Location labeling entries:
================================
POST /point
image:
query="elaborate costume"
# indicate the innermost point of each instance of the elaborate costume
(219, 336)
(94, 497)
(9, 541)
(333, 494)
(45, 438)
================================
# Task details:
Can you give all of the entries as a two-column CSV with the columns "query" and "answer"? Use one row per entry, put each field in quotes, and replace line breaks with spaces.

# The reply:
query,answer
"POST /point image: query=""elaborate costume"" # indicate the innermost point of each instance of the elaborate costume","(219, 336) (94, 497) (9, 541) (333, 494) (45, 438)"